» Document passage
────────────────

Inventory, cs : 0
Plums are small to medium-sized stone fruits, averaging 2 to 7 centimeters in diameter, and have a round, oval, ovate, to cordate shape with a prominent suture line extending from the stem’s cavity to the Plum’s base. The fruit’s skin is thin, taut, smooth, and delicate, bruising easily, and ranges in color from dark purple, almost black, ruby red, bright green to golden amber, depending on the variety. Some Plum cultivars are also covered in a waxy, pale blue to grey bloom that encases the entire surface of the fruit, locking in moisture and acting as a protective barrier. Underneath the skin, the flesh is semi-firm, aqueous, and dense with a tender and succulent consistency. Each variety of Plum will exhibit varying flesh tones, including orange, yellow, purple, red, pink, to green hues, and there is a brown pit that is either tightly adhered or easily separated from the center of the flesh. Plums, depending on the variety, will have a sweet and subacid, sweet-tart, or sour flavor with fruity, tropical, rich, and sometimes sugary nuances.
Plums are available in the summer through early fall.

────────────────

» Data lines
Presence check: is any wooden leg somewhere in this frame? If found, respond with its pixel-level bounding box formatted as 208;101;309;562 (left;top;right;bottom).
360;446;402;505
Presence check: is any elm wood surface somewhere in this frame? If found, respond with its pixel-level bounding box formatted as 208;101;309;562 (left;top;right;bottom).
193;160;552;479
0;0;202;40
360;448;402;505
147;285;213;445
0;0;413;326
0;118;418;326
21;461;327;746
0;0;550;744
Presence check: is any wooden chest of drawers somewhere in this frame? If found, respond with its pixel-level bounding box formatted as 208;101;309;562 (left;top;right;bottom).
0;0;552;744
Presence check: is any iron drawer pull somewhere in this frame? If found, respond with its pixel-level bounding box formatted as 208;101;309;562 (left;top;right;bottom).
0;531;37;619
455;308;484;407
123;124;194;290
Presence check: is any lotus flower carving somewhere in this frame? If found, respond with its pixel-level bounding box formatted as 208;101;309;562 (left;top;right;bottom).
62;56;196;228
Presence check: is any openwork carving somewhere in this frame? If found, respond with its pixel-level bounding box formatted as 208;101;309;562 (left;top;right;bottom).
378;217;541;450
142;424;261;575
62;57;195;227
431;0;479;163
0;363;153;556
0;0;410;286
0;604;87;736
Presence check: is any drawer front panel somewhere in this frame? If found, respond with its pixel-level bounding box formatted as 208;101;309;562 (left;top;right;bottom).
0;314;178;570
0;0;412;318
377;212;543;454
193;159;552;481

────────────────

» Brief A
Translate this sentence from the plum description into Spanish: "Plums are available in the summer through early fall."
» Brief B
Please resume the plum description after its final sentence and add a few more sentences in the same style.
The data has nothing to do with the plum description.

» Reply A
Las ciruelas están disponibles desde el verano hasta principios del otoño.

» Reply B
Plums, botanically a part of the Prunus genus, are flavorful stone fruits belonging to the Rosaceae family. Experts believe there are two main species, known as Japanese plums, or Prunus salicina, and European plums, Prunus domestica. Both species are the main types utilized for commercial production, and species such as American plums, Prunus americana are considered minor, more localized types. There are many different varieties of Plums within each of these species that vary in flavor, appearance, and texture. Plums grow on trees that can reach 5 to 12 meters in height, and common cultivars include Santa Rosa, Greengage, Mirabelle, Moyer, Friar, Damson, El Dorado, and Elephant Heart. Plums are believed to be one of the earliest cultivated fruits in history and have been favored since antiquity for their sweet, subtly tangy flavor and firm but tender flesh.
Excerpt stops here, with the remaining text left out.